What you need to do
Copy the items below word for word, from the line with "task: segment the treetop" up to and including the line with "POLYGON ((270 203, 293".

==================================================

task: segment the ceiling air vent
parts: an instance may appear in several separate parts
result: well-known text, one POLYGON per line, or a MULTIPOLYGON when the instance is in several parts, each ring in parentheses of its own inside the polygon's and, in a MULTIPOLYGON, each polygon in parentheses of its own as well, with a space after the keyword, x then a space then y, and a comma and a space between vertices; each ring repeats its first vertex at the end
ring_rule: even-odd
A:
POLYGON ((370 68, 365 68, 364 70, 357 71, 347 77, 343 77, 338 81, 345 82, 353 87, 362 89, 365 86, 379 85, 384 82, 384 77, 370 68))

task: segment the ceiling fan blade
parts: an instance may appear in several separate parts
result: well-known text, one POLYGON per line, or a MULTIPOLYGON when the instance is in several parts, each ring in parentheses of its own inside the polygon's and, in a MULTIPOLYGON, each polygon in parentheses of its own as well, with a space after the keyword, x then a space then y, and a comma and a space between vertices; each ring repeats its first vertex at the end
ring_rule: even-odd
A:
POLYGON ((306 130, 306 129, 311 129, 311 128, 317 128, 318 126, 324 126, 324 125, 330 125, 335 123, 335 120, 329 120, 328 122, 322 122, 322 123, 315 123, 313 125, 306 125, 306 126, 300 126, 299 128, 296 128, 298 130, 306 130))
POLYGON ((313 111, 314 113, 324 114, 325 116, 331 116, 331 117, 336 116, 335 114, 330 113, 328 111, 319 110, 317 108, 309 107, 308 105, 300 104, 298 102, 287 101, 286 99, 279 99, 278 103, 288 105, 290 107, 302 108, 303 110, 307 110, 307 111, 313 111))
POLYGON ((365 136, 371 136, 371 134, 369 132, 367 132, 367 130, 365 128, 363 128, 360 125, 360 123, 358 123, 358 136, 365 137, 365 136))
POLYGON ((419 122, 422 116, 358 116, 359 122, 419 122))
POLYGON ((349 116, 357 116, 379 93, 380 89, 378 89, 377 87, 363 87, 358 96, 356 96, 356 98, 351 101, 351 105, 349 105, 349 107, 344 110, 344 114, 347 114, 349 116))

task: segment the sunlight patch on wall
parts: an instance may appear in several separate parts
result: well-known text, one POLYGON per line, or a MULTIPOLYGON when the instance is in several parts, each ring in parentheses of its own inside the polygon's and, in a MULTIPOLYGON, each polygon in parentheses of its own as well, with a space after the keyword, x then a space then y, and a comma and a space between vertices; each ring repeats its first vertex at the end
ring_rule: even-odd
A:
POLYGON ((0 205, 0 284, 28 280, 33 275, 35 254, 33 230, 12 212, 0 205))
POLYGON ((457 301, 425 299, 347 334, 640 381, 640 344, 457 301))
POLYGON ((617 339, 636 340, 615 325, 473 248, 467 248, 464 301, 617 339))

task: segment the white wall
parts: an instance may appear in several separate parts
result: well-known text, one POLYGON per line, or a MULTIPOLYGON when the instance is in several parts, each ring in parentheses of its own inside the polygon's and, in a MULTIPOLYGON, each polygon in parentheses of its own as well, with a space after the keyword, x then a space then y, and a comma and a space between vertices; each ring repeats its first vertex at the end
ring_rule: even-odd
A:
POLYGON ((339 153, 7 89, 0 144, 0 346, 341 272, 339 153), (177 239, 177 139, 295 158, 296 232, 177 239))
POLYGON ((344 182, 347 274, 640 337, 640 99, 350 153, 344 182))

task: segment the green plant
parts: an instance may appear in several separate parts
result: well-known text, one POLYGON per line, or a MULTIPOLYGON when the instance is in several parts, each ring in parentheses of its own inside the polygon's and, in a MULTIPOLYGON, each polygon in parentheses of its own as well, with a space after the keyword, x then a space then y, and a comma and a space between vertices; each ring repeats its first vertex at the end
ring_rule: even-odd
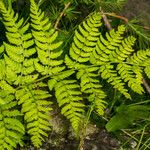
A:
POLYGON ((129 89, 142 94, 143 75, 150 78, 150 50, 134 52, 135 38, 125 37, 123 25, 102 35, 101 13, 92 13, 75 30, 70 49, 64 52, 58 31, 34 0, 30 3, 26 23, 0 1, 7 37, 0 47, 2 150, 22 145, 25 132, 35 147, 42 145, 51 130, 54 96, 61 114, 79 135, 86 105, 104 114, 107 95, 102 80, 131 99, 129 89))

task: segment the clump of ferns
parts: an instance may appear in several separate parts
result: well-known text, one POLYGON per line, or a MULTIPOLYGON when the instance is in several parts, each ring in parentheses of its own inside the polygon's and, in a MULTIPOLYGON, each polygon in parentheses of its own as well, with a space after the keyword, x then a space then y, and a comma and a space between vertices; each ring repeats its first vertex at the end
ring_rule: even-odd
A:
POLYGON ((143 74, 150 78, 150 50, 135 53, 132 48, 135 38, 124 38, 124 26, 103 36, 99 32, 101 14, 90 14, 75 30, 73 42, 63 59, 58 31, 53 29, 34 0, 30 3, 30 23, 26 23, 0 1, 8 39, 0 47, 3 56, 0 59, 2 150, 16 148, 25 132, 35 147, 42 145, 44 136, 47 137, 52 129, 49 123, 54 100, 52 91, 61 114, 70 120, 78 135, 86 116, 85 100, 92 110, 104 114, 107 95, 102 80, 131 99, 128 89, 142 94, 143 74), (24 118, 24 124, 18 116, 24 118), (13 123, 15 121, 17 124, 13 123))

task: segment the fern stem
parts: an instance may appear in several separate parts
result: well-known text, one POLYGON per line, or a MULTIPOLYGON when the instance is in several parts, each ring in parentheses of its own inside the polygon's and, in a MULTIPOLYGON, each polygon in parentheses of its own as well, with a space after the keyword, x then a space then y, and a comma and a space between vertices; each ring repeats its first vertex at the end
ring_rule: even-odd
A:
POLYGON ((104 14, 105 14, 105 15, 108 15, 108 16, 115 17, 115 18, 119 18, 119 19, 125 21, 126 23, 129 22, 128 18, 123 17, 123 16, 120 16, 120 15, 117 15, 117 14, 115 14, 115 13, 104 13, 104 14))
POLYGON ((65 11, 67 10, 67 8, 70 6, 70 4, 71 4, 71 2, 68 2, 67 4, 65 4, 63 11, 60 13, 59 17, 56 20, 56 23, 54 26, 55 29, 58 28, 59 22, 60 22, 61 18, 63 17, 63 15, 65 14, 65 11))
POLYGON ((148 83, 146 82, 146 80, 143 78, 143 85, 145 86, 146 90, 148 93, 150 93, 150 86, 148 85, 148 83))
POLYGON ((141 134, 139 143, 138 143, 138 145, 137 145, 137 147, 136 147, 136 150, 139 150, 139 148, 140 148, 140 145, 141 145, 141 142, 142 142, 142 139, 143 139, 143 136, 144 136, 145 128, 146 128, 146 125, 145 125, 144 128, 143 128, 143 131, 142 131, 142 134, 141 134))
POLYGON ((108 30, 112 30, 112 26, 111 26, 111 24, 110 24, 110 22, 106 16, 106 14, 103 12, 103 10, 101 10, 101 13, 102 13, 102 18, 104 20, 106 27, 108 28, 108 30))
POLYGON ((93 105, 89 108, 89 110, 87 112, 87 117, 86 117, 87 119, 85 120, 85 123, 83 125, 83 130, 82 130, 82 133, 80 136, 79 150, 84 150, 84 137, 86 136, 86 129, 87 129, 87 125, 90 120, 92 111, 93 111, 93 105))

==================================================

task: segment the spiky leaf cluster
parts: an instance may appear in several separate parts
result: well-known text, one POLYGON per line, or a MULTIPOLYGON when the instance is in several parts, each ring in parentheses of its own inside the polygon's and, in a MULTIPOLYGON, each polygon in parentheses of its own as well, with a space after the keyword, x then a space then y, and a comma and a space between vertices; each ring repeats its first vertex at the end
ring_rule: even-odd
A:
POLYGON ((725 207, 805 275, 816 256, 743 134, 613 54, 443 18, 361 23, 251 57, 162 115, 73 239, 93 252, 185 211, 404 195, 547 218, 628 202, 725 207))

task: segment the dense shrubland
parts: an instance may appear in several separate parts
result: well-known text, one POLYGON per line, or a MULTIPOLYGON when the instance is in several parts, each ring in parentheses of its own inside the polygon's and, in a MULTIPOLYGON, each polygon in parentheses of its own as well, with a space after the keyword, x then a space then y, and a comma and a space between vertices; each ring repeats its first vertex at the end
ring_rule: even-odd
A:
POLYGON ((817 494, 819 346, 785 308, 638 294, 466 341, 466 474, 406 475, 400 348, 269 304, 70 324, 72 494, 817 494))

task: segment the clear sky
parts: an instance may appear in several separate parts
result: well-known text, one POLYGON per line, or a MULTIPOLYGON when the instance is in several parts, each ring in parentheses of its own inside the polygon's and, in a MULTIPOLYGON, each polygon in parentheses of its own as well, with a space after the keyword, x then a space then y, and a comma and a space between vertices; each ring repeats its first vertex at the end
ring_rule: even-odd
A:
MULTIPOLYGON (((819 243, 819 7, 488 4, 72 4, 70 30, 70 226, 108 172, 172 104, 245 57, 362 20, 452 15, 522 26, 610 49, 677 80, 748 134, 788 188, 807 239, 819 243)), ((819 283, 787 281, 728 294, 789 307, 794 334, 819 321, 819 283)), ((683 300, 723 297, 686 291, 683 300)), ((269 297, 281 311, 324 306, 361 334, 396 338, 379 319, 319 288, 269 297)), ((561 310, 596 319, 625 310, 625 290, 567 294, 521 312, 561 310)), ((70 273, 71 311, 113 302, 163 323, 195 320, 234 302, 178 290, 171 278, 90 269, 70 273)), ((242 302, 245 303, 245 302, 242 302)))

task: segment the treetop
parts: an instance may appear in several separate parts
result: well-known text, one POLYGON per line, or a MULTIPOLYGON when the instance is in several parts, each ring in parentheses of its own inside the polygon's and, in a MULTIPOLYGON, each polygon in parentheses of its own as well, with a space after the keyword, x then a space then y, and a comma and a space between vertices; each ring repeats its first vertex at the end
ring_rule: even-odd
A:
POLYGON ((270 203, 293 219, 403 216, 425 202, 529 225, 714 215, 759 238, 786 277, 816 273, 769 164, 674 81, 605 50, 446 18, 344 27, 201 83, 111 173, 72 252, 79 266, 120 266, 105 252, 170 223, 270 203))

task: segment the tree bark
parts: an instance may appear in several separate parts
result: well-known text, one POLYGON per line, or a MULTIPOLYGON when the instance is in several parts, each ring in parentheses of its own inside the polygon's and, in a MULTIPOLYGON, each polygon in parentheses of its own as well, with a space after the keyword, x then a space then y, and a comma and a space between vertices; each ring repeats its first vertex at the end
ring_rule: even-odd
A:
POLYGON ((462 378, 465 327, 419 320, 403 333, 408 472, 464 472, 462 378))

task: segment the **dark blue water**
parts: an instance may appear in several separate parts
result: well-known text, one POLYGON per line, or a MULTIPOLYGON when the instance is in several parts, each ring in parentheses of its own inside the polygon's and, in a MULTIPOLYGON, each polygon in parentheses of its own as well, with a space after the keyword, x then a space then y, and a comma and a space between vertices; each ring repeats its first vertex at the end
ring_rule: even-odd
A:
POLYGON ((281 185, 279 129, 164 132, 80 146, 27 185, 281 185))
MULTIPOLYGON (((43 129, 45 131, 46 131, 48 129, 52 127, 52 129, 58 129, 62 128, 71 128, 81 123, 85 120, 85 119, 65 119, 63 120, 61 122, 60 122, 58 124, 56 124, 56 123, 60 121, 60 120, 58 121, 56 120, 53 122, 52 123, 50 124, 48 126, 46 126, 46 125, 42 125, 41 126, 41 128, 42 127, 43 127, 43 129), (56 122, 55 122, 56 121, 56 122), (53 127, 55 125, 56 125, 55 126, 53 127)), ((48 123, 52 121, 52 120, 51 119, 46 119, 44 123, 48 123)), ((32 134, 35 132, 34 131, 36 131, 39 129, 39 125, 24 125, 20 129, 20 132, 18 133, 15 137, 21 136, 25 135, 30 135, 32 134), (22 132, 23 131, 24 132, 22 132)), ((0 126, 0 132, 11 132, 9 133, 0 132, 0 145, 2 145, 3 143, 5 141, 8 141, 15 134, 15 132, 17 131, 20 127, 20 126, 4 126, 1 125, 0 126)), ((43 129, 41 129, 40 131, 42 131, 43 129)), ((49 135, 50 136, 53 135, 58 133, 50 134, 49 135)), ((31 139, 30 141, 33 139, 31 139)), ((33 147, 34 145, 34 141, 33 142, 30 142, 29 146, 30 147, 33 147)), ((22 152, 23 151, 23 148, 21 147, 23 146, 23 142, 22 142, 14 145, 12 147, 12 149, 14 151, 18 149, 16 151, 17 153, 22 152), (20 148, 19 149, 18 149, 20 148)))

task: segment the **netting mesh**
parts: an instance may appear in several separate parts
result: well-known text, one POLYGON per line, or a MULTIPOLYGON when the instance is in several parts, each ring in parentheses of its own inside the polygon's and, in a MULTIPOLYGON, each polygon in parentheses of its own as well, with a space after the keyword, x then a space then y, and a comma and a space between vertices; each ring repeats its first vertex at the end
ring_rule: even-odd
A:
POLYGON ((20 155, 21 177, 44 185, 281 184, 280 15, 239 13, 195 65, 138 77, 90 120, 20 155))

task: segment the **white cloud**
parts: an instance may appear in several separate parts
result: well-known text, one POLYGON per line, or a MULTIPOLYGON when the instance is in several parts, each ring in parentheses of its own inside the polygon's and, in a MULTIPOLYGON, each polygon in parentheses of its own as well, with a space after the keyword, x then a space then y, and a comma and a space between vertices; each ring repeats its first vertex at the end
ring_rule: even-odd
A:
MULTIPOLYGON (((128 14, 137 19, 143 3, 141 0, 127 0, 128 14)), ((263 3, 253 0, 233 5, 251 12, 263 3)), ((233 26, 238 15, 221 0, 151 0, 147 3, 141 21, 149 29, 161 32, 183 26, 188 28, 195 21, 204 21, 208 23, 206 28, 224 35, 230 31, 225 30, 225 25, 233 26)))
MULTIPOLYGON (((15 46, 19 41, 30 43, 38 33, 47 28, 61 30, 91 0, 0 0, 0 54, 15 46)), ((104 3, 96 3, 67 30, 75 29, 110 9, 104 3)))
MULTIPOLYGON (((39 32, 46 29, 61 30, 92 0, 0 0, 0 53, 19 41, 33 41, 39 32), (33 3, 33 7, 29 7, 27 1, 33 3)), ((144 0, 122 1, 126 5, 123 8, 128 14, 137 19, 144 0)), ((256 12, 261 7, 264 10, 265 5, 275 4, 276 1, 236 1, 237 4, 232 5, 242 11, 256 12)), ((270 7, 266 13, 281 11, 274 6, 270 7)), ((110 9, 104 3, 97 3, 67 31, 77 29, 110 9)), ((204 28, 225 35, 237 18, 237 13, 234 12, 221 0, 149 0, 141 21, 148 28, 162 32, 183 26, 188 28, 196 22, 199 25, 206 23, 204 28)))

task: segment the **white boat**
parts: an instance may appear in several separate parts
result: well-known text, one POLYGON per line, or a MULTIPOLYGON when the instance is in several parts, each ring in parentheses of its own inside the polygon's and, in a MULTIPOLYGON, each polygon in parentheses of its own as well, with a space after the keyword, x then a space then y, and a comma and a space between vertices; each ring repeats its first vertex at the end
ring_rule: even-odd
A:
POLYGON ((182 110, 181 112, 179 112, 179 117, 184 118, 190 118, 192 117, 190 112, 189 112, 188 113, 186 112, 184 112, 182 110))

==================================================

Result
task: segment the treetop
parts: an instance may appear in several separate parts
result: well-known text, one POLYGON per line, or a MULTIPOLYGON when the instance is in several parts, each ring in parentheses of its own inside the polygon's and, in a MULTIPOLYGON, each polygon in parentheses of its own as well, with a space after the keyword, x then a space then y, and a comma and a space between vertices; each ring repeats its first vertex at the end
ring_rule: even-odd
A:
POLYGON ((270 203, 293 219, 403 216, 425 202, 529 225, 714 215, 759 238, 786 277, 816 273, 769 164, 674 81, 605 50, 446 18, 344 27, 201 83, 111 173, 72 252, 79 266, 120 266, 105 252, 170 223, 270 203))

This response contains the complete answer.